▶ **Record excerpts**:
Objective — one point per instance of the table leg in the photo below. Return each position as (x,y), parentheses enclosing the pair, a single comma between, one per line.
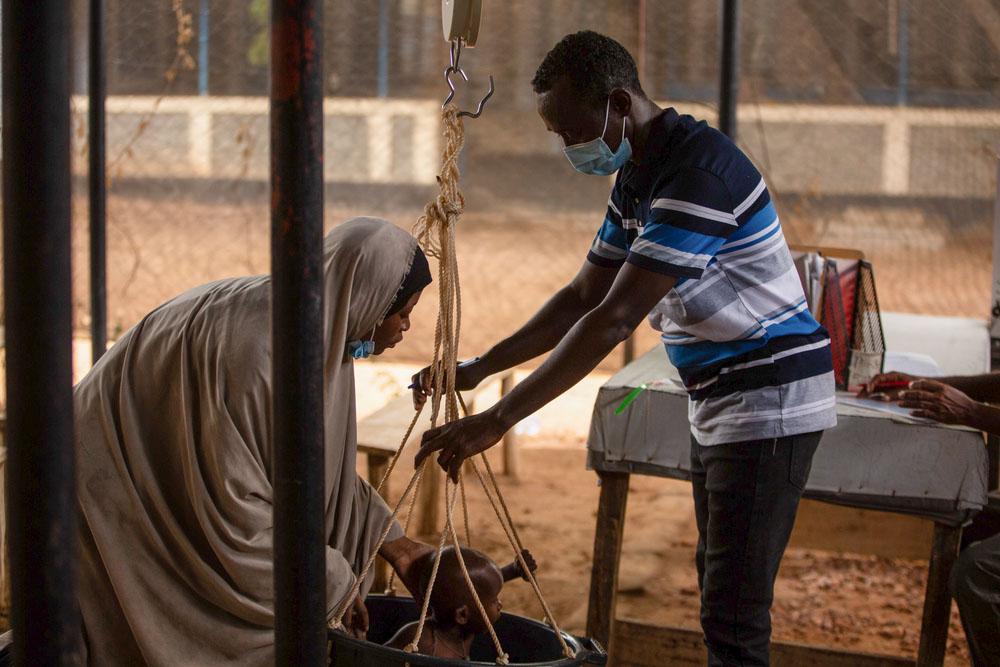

---

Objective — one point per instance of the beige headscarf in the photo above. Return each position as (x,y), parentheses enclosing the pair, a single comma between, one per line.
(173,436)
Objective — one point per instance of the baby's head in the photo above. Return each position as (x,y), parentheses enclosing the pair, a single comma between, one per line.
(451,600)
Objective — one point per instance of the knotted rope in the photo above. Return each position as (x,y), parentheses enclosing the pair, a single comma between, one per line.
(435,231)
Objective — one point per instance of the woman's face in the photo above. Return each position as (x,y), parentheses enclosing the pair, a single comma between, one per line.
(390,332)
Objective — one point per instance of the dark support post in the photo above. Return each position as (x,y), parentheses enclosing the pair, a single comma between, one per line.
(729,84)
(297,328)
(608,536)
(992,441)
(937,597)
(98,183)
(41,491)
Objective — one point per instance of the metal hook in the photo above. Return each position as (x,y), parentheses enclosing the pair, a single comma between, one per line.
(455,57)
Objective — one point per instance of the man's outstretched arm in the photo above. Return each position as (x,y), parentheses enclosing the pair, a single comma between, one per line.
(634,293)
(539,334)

▶ **Brief**:
Find every line in the data above that contains the word "rope" and copy each one.

▶ **Written response**:
Objective — one point per instance of the knotted rope in the photo above. Return each position as (x,y), parentheses enclosing the pair, a single comma between, one per line.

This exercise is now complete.